Recognizing the scant authority addressing challenges to ED conduct during the negotiated rulemaking process, the parties rely on USA Group Loan Service, Inc. v. Riley , 82 F.3d at 714. There, the Seventh Circuit addressed the plaintiffs’ claim that ED had negotiated in bad faith during negotiated rulemaking by promising to abide by the consensus reached during that process and then failing to do so. Riley , 82 F.3d at 714. Noting that the negotiated rulemaking process "simply creates a consultative process in advance of the more formal arms’ length procedure of notice and comment rulemaking," Riley expressed doubt that the statute contained a remedy for bad faith in negotiated rulemaking. Id. ; see also Career Coll. Ass'n v. Duncan, 796 F. Supp. 2d 108, 114 n.1 (D.D.C. 2011), aff'd in part, rev'd in part on other grounds sub nom. Ass'n of Priv. Sector Colls. & Univs. v. Duncan , 681 F.3d 427 (D.C. Cir. 2012) (citing Riley for the proposition that the HEA does not provide an explicit remedy for bad faith in the negotiated rulemaking process); Ctr. for Law & Educ. v. U.S. Dep't of Educ. , 315 F. Supp. 2d 15, 30 n.14 (D.D.C. 2004) (noting Riley ’s statement regarding bad faith in the context of challenge to negotiated rulemaking process) aff'd on other grounds , 396 F.3d 1152 (D.C. 2005). The Seventh Circuit then persuasively stated in dicta that "a refusal to negotiate that really was in bad faith, because the agency was determined to stonewall, might invalidate the rule eventually adopted by the agency," but, mindful of the fact that "[n]egotiated rulemaking does not usually produce a comprehensive administrative record," "[i]f ... the public record discloses no evidence of bad faith on the part of the agency, that should be the end of the inquiry." Id. at 715.
The record does not show that ED engaged in the 2018 Rulemaking in bad faith or treated the process "as an empty formality," as Plaintiff claims. The record shows that ED held negotiated rulemaking sessions with industry and student representatives across multiple days to discuss myriad substantive concerns with the proposed rulemaking and that it did not shut down discussion of the points Plaintiff identifies.

**SET TASK A**
Answer these questions using the excerpt on negotiated rulemaking, one line each:
(i) Which circuit decided USA Group Loan Service, Inc. v. Riley?
(ii) Which year's rulemaking does Plaintiff say ED conducted in bad faith?
(iii) With whom did ED hold negotiated rulemaking sessions?
**SET TASK B**
Reproduce the part of the excerpt on negotiated rulemaking between "The record does" and "points Plaintiff identifies.", inclusive.

**SUPPLIED DATA**
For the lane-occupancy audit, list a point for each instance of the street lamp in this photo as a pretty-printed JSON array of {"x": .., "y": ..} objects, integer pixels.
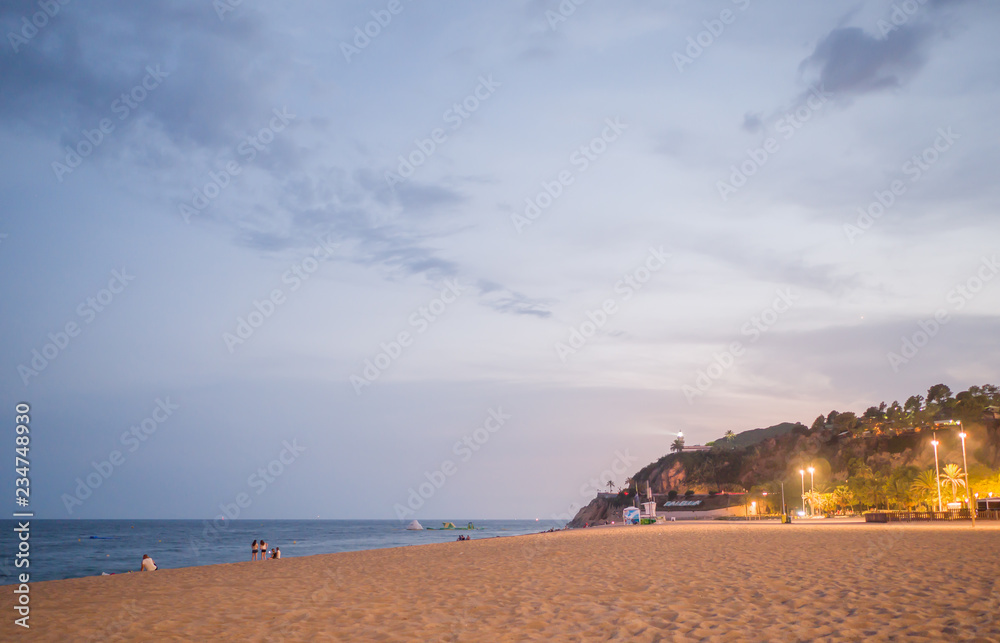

**WORKED SOLUTION A**
(i) The Seventh Circuit
(ii) 2018
(iii) Industry and student representatives

**WORKED SOLUTION B**
The record does not show that ED engaged in the 2018 Rulemaking in bad faith or treated the process "as an empty formality," as Plaintiff claims. The record shows that ED held negotiated rulemaking sessions with industry and student representatives across multiple days to discuss myriad substantive concerns with the proposed rulemaking and that it did not shut down discussion of the points Plaintiff identifies.